**WORK TO COMPLETE:** Would you please output the lines from the one holding "the car bumper." to the end of the entries, exactly and with no others?

+ + + + + + +

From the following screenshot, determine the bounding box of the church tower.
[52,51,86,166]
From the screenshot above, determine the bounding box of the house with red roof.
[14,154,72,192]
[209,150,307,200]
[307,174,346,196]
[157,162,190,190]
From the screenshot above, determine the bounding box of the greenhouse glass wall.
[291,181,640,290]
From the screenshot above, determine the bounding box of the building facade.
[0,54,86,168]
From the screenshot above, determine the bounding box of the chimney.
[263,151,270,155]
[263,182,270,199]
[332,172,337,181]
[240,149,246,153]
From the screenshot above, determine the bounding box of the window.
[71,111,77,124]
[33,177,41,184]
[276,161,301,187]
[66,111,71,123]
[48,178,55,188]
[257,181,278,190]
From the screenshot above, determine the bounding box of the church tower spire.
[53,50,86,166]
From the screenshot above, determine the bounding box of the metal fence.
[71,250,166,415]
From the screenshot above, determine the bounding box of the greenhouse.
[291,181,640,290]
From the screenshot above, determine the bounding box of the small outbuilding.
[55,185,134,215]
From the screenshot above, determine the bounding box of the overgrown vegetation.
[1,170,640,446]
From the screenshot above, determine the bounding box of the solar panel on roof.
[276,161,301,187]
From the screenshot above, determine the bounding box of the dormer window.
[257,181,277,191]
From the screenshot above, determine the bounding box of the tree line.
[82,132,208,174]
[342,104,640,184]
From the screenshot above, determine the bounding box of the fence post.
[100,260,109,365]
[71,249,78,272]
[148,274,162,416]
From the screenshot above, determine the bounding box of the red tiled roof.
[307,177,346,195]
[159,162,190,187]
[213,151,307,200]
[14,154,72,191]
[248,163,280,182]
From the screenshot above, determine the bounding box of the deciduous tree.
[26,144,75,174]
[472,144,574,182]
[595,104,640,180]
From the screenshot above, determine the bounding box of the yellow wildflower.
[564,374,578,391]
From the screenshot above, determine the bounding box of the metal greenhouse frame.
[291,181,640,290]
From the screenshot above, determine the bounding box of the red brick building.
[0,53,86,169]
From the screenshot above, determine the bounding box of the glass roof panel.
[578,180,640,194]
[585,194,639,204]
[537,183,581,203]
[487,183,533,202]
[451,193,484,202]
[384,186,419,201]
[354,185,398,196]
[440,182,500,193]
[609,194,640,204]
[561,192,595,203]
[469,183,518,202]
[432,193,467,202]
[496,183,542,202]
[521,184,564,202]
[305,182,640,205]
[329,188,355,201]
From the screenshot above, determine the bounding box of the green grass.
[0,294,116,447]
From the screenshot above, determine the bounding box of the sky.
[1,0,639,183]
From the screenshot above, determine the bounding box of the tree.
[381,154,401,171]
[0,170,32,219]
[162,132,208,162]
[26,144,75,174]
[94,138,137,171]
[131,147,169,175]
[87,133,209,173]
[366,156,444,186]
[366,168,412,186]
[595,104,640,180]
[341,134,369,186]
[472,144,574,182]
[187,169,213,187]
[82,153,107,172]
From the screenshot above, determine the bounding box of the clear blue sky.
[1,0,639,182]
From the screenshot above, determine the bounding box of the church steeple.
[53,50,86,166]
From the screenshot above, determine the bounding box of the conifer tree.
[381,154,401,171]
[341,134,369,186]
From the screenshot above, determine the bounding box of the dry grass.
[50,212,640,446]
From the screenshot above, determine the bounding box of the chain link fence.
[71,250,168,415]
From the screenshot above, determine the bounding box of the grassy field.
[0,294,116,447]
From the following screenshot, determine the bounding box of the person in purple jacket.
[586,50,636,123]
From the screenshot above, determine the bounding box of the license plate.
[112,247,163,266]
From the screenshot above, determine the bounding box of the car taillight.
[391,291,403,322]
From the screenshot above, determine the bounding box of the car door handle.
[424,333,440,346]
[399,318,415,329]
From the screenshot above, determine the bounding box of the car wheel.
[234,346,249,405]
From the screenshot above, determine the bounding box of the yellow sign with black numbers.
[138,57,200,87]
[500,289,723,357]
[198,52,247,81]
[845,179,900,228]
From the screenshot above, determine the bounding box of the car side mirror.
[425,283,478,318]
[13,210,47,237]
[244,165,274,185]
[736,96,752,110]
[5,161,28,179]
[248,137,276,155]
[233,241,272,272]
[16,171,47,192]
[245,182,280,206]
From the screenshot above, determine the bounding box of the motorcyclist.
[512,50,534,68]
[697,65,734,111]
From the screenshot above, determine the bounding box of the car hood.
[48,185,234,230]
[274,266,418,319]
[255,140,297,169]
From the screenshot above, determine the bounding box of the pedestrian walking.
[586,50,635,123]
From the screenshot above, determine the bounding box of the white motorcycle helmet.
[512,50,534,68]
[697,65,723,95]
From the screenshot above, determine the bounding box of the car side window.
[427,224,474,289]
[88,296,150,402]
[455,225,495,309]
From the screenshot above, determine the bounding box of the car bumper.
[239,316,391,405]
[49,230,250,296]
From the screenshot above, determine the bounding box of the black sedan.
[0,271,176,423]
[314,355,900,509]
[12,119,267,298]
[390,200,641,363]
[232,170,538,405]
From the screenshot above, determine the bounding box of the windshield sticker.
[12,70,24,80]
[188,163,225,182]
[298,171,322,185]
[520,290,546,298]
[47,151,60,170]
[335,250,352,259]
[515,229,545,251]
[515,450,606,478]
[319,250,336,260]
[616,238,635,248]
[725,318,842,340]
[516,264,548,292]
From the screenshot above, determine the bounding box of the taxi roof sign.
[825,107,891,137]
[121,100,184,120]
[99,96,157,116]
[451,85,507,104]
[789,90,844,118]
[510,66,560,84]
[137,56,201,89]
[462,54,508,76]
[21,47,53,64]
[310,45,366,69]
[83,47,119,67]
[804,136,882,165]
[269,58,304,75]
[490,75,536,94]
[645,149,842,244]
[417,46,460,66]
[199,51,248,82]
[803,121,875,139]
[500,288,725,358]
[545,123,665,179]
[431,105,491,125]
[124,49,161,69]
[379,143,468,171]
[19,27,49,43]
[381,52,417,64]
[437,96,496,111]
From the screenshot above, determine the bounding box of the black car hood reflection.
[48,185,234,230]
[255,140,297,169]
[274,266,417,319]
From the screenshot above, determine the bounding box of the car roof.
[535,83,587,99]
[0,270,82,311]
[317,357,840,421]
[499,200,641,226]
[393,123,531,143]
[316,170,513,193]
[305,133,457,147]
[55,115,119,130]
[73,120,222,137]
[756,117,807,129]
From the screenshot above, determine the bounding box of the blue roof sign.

+ + + + + + +

**PROBLEM SOLUTION:**
From the screenshot above, determine the bounding box of the car bumper.
[239,316,391,405]
[49,230,250,296]
From the screenshot above, determine the bounding box of the black sedan.
[0,271,176,423]
[314,355,900,509]
[12,119,267,298]
[390,200,641,363]
[232,170,538,405]
From the screenshot above, determine the bounding box of the windshield sticker.
[12,70,24,80]
[188,163,225,182]
[298,171,322,185]
[520,290,546,298]
[47,151,60,170]
[335,250,352,259]
[515,229,545,251]
[515,450,606,478]
[319,250,336,260]
[616,238,635,248]
[725,318,842,340]
[516,264,548,292]
From the screenshot above, determine the bounding box of the taxi roof sign.
[825,107,891,137]
[121,100,184,120]
[99,96,157,116]
[451,85,507,104]
[789,90,844,118]
[510,66,560,84]
[137,56,201,89]
[462,54,508,76]
[21,47,53,64]
[310,45,366,69]
[83,47,119,67]
[804,136,882,165]
[269,58,304,75]
[490,75,536,94]
[645,149,842,244]
[417,46,460,66]
[199,51,248,82]
[803,121,875,139]
[500,288,725,358]
[545,123,665,179]
[431,105,491,125]
[124,49,161,69]
[379,143,468,171]
[19,27,49,43]
[381,52,417,64]
[437,96,496,111]
From the screenshot above, determine the bounding box of the black car hood reflection.
[48,185,234,230]
[255,140,297,169]
[274,266,417,319]
From the screenshot above, determine the bounding box of the car roof.
[535,83,587,99]
[0,270,82,311]
[317,357,840,421]
[499,200,641,226]
[393,123,531,143]
[316,170,513,193]
[305,133,457,147]
[55,115,119,130]
[73,120,222,137]
[756,117,807,129]
From the screenshot above, determine the bounding box of the blue roof sign.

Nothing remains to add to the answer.